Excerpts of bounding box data
======

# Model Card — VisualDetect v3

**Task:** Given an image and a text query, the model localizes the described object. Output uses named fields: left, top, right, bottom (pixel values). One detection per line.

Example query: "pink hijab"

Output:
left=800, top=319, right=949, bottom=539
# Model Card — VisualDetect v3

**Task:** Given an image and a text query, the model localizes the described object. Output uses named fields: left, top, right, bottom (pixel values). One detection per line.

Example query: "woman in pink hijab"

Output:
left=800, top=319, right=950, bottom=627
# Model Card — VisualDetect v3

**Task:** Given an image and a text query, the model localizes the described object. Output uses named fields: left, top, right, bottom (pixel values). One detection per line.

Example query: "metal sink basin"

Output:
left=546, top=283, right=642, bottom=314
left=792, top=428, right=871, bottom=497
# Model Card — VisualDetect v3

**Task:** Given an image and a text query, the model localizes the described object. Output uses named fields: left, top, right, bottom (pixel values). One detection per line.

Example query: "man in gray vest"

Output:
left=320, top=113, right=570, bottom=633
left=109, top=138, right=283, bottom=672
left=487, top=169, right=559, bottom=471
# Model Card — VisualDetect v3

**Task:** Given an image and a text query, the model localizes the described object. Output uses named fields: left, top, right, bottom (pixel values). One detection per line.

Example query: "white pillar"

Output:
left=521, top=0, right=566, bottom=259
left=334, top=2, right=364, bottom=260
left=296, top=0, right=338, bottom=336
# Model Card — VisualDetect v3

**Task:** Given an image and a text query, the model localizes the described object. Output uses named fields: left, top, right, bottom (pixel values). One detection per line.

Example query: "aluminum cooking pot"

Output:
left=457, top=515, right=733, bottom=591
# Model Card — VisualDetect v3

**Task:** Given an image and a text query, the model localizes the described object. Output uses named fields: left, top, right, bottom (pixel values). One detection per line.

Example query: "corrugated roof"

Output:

======

Work to be completed: Reproduce the material above line for line, with no changes.

The response:
# Model Card — VisualDetect v3

**Task:** Given an image and a text query, the model localizes the described object. Output uses named fields: left, top, right, bottom (pixel values). One detection per line.

Example query: "pink hijab"

Output:
left=800, top=319, right=949, bottom=539
# Model Card — VisualDetect v3

**Task:** Given an image and a text query, the model localizes the described object. Output uses named fields: left, top, right, bottom (pixel values). One detection per line.

Example query: "woman in pink hijab"

Output:
left=800, top=319, right=950, bottom=627
# Model Card — VisualDetect v3

**Task:** Given an image and a text query, the model localizes the described object. Output uses named fields: left, top, right, bottom (pixel values). One detection per line.

Example query: "metal sink basin"

Output:
left=546, top=283, right=642, bottom=314
left=792, top=428, right=871, bottom=497
# Model Card — VisualDetect v3

**Task:** Given an image and a text query, the model localizes the described object. Output uses named fields: left, top, right, bottom (pixel values). One detection per line.

Example query: "man in gray vest"

Output:
left=320, top=113, right=570, bottom=633
left=109, top=138, right=283, bottom=672
left=487, top=169, right=559, bottom=471
# Model Card — VisualDetect v3

**Task:** Given an image and a text query, the model localizes the described object. Output uses named fields: left, top, right, bottom (pixel values). One detection per line.

Example query: "white pillar"

Output:
left=521, top=0, right=566, bottom=259
left=334, top=2, right=364, bottom=260
left=296, top=0, right=338, bottom=336
# Model Card — VisualDetect v3

**Task:** Given an image and a text query, the model localizes the described object. Output uses named fields: left, top, right, bottom (pixel values). One detection per line.

Example query: "aluminum cooking pot"

Output:
left=457, top=515, right=733, bottom=591
# Model Card — VisualDetect v3

**Task:** Given an image and a text query, the model localizes the described object. Output uses named fields: left, top, right, bottom (pixel values). One detection per line.

Example query: "corrugated roof"

Output:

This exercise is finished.